Source text –
* START *

From: Eric Johnson <eric_at_tibco.com>
Date: Tue, 15 Sep 2015 17:26:38 -0700

I just checked, and there aren't any open bugs about this.

Interrupting svnrdump can result in a dump file with not all the files of
the last commit in the dump record. Accidentally use that dump file to load
into a new repository, and the resulting repository will not be a copy of
the original.

My particular use case, I was trying to suck down a large repository.
Connection interrupted part way through. I resumed from part way through
(using the --incremental option) into an additional dump file. Then did a
load of those two dump files. Did not yield a copy of the original
repository, though.

This seems like a critical issue for possible data loss when copying
repositories from machine to machine using svnrdump.

I suspect the right solution to this is to put an "end of file" marker at
the end of a dump stream. If it isn't there, then svnadmin load will see
its absence, and must discard the last commit.

* END *

Dataset extract –
* START *

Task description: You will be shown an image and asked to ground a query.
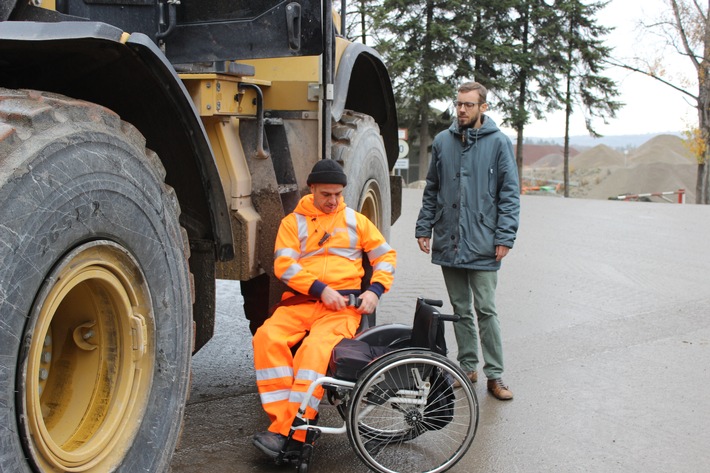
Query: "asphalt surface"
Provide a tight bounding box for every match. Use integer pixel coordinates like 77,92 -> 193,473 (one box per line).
172,189 -> 710,473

* END *

Directions –
a) Reproduce word for word the stretch of the svnrdump message from "I just checked, and" through "repository, though.".
b) Please carry the message about interrupted svnrdump dumps forward, picking up after its final sentence.

The answers –
a)
I just checked, and there aren't any open bugs about this.

Interrupting svnrdump can result in a dump file with not all the files of
the last commit in the dump record. Accidentally use that dump file to load
into a new repository, and the resulting repository will not be a copy of
the original.

My particular use case, I was trying to suck down a large repository.
Connection interrupted part way through. I resumed from part way through
(using the --incremental option) into an additional dump file. Then did a
load of those two dump files. Did not yield a copy of the original
repository, though.

b)
Eric.

On Tue, Sep 15, 2015 at 6:09 AM, Eric Johnson <eric_at_tibco.com> wrote:

> Hi Bert,
>
> The files that made it into the dump file were complete. It is just that
> the last commit in the dump file didn't have all of the files it was
> supposed to have.
>
> This may be a deliberate design of the dump file format, but it does mean
> that svnrdump is badly broken. Svnrdump should not be dumping a partial
> commit upon network failure!
>
> Eric
>
> On Sep 15, 2015, at 1:52 AM, "bert_at_qqmail.nl" <bert_at_qqmail.nl> wrote:
>
> In what way was the dump file incomplete?
>
>
>
> Was it broken halfway through a file? (That should have been caught via
> the checksums in the file). If a whole node edit is missing it is still a
> complete dumpfile and there is no way the current dump doesn’t know when a
> revision is done. (This allows editing the revisions in this format; as is
> sometimes done on migrations)
>
>
>
>
>
> Bert
>
>
>
>
> *From: *Eric Johnson
> *Sent: *dinsdag 15 september 2015 07:16
> *To: *users_at_subversion.apache.org
> *Subject: *Incomplete SVN dump files
>
>
>
>
>
> I'm in a situation where I'm dumping Subversion repositories from remote
> locations (using svnrdump).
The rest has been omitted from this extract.